Extracted entries:
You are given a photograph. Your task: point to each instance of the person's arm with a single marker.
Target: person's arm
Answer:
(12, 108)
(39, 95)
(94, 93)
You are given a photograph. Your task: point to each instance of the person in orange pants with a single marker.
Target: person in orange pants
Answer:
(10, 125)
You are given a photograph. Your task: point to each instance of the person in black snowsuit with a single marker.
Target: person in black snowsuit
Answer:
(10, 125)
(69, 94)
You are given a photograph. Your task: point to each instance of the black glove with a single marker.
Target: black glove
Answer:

Exercise: From the first line to the last, output the records word for word.

Your solution:
You are given a photograph. Your task: point to each instance of the person's arm with a single marker.
Target: person's arm
Answer:
(12, 108)
(39, 95)
(94, 93)
You are given a photograph. Your task: point to each instance of the person in orange pants with a single marker.
Target: person in orange pants
Answer:
(10, 125)
You are given a photograph. Your task: point to each instance of the person in black snowsuit with a single marker.
Target: person in black snowsuit
Answer:
(10, 125)
(69, 94)
You are given a photograph. Your task: point to each instance of the black glove with a single marker.
Target: black glove
Answer:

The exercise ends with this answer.